From the first line to the last, repeat the data below exactly.
== ENTRIES SUPPLIED ==
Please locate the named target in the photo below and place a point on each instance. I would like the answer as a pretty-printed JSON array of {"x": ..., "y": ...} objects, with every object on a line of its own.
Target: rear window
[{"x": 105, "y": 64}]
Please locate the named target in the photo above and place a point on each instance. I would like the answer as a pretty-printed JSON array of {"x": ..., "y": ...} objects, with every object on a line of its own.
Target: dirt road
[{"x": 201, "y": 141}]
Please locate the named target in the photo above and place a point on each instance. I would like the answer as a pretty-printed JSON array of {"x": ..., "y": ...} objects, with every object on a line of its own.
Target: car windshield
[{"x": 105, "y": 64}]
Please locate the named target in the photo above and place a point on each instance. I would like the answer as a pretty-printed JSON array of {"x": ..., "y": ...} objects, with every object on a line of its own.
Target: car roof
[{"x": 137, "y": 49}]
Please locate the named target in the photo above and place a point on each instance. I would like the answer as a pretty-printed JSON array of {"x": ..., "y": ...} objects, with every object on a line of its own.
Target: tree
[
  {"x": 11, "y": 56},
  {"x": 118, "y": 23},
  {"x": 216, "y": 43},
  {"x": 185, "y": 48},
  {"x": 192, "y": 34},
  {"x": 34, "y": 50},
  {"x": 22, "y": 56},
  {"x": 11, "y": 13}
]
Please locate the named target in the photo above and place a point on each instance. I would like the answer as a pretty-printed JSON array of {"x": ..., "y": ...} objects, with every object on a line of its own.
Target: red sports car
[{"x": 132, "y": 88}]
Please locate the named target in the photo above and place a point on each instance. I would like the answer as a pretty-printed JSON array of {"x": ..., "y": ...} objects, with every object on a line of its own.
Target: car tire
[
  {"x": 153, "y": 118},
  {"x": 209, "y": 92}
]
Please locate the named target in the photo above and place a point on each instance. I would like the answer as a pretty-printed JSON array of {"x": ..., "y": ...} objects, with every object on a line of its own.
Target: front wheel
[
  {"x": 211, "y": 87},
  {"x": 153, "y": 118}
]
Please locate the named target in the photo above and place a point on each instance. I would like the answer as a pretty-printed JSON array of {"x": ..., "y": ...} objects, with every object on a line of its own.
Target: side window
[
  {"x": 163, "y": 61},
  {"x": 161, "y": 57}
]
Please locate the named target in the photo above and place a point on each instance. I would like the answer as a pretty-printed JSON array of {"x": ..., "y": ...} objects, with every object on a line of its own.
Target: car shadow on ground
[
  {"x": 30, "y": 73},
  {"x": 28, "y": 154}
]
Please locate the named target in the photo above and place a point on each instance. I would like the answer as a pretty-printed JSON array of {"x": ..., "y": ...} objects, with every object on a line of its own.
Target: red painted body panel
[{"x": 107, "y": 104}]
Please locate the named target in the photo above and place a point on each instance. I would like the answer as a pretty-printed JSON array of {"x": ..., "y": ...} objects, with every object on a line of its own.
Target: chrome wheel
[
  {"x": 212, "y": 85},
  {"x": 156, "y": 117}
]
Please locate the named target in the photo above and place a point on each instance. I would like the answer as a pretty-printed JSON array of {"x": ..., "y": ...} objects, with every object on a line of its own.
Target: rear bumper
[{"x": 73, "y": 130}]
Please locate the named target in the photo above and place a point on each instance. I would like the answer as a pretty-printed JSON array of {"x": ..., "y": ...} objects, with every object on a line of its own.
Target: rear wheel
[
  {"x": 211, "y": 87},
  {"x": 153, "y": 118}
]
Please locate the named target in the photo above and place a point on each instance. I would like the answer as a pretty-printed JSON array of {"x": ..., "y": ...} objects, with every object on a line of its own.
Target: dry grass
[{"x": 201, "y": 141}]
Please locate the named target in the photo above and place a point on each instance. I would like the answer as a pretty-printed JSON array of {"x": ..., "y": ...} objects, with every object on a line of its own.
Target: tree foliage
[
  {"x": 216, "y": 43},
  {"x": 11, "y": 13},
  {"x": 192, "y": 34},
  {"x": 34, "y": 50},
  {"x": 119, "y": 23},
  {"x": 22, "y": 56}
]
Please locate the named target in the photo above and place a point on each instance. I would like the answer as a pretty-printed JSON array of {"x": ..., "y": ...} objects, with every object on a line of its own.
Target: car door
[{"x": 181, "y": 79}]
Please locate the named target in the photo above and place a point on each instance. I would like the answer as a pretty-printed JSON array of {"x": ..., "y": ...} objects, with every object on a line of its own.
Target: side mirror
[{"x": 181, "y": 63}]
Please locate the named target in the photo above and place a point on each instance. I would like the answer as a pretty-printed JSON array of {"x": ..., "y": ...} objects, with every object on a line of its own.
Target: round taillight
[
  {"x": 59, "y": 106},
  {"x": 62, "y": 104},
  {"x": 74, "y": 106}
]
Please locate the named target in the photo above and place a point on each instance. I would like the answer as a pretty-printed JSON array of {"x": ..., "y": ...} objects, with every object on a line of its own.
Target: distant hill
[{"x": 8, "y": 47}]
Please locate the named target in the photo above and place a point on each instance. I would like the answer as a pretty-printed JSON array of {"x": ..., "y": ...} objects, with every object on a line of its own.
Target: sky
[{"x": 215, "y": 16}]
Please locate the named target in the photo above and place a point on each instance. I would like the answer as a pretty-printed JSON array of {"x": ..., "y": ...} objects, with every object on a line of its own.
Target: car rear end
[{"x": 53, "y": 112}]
===
> [WRITTEN ANSWER]:
Please locate the named target in the photo below and place a point on each instance. I would like the answer as a pretty-printed JSON array of {"x": ..., "y": ...} objects, with every object on a line of its own.
Target: rear window
[{"x": 105, "y": 64}]
Please locate the named target in the photo above and place a point on each instance. I would like the answer as a pretty-printed JSON array of {"x": ..., "y": ...} objects, with every object on a line of its own.
Target: dirt road
[{"x": 201, "y": 141}]
Please locate the named target in the photo above and place a point on each instance. I would like the answer as a pretty-printed JSON array of {"x": ..., "y": ...} objects, with every object on a line of its own.
Target: car windshield
[{"x": 105, "y": 64}]
Please locate the named target in the photo above and place a point on each instance. I would like the answer as a pretty-printed JSON array of {"x": ..., "y": ...} objects, with every object on a line of its own.
Target: car roof
[{"x": 137, "y": 49}]
Please locate the named target in the photo above and place a point on each instance. I would like the answer as a pretty-printed JSON array of {"x": ..., "y": ...} objects, with every object on a line of its own.
Target: tree
[
  {"x": 11, "y": 56},
  {"x": 118, "y": 23},
  {"x": 216, "y": 43},
  {"x": 185, "y": 48},
  {"x": 192, "y": 34},
  {"x": 34, "y": 50},
  {"x": 22, "y": 56},
  {"x": 11, "y": 13}
]
Please locate the named target in the photo above and place a point on each instance. I would like the answer as a pretty-printed JSON array of {"x": ..., "y": ...} objects, with every object on a line of its own.
Target: red sports car
[{"x": 132, "y": 88}]
Please locate the named target in the photo above and place a point on each instance. I would like the answer as a pretty-printed JSON array of {"x": ..., "y": ...} objects, with every object on a line of its own.
Target: car tire
[
  {"x": 153, "y": 118},
  {"x": 209, "y": 92}
]
Please locate the named target in the photo above and place a point on each instance. I would like the answer as a pretty-printed JSON array of {"x": ..., "y": ...} objects, with every object on a line of its own.
Target: front wheel
[
  {"x": 211, "y": 87},
  {"x": 153, "y": 118}
]
Please locate the named target in the photo above and place a point on each instance. I would like the answer as a pretty-printed JSON array of {"x": ..., "y": ...} objects, with every object on a line of its own.
Target: side window
[
  {"x": 163, "y": 61},
  {"x": 161, "y": 57}
]
Please locate the named target in the photo above and place a point on each instance. I would like the answer as a pretty-printed JSON array of {"x": ..., "y": ...} objects, with every object on a line of its own.
Target: car shadow on ground
[
  {"x": 30, "y": 73},
  {"x": 28, "y": 154}
]
Please locate the named target in the photo above and place a point on each instance. I would like the answer as a pretty-printed JSON array of {"x": ..., "y": ...} objects, with every object on a line of its own.
Target: red painted body panel
[{"x": 107, "y": 104}]
Please locate the named target in the photo above and place a point on each instance. I would like the answer as a pretty-printed JSON array of {"x": ..., "y": ...} objects, with every object on a line of its own.
Target: chrome wheel
[
  {"x": 212, "y": 85},
  {"x": 156, "y": 117}
]
Please locate the named target in the photo above and place a point on each instance. I would like the answer as a pretty-printed JSON array of {"x": ..., "y": ...} objects, with every object on a line of its own.
Target: rear bumper
[{"x": 73, "y": 130}]
Please locate the named target in the photo above and place a point on each instance. I would like the answer as a pretty-printed JSON array of {"x": ..., "y": ...} objects, with every object on a line of its own.
Target: rear wheel
[
  {"x": 211, "y": 87},
  {"x": 153, "y": 118}
]
Please locate the named target in the photo above and place a point on each instance. I would like the answer as a pretty-printed JSON array of {"x": ..., "y": ...} objects, with every object on a line of its own.
Target: dry grass
[{"x": 201, "y": 141}]
Please locate the named target in the photo above and place a point on each instance. I would like the answer as a pretty-printed JSON array of {"x": ..., "y": ...} objects, with every object on a line of its own.
Target: tree foliage
[
  {"x": 216, "y": 43},
  {"x": 11, "y": 13},
  {"x": 192, "y": 34},
  {"x": 34, "y": 50},
  {"x": 119, "y": 23},
  {"x": 22, "y": 56}
]
Please locate the named target in the photo above and place a point on each instance. I would like the answer as a pretty-printed JSON array of {"x": ..., "y": ...} objects, with every object on a line of its own.
Target: car door
[{"x": 181, "y": 79}]
Please locate the named target in the photo above and place a point on each instance. I would like the answer as a pretty-printed JSON array of {"x": ..., "y": ...} objects, with every object on a line of its own.
Target: side mirror
[{"x": 181, "y": 63}]
Please locate the named target in the photo above and place a point on each instance. I would like the answer as a pretty-printed JSON array of {"x": ..., "y": ...} objects, with every object on a line of its own.
Target: round taillight
[
  {"x": 59, "y": 106},
  {"x": 62, "y": 104},
  {"x": 74, "y": 106}
]
Please locate the named target in the photo above and place a point on each instance. I would like the answer as a pretty-printed JSON array of {"x": ..., "y": ...} objects, with every object on a line of its own.
Target: distant hill
[{"x": 8, "y": 47}]
Please locate the named target in the photo above and place a point on each instance. I would like the answer as a pretty-printed JSON array of {"x": ..., "y": ...} objects, with every object on a line of its own.
Target: sky
[{"x": 215, "y": 16}]
Please locate the named target in the photo above and place a point on each instance. I would like the answer as a pretty-printed JSON array of {"x": ..., "y": ...} objects, with every object on a line of its own.
Target: car rear end
[{"x": 53, "y": 112}]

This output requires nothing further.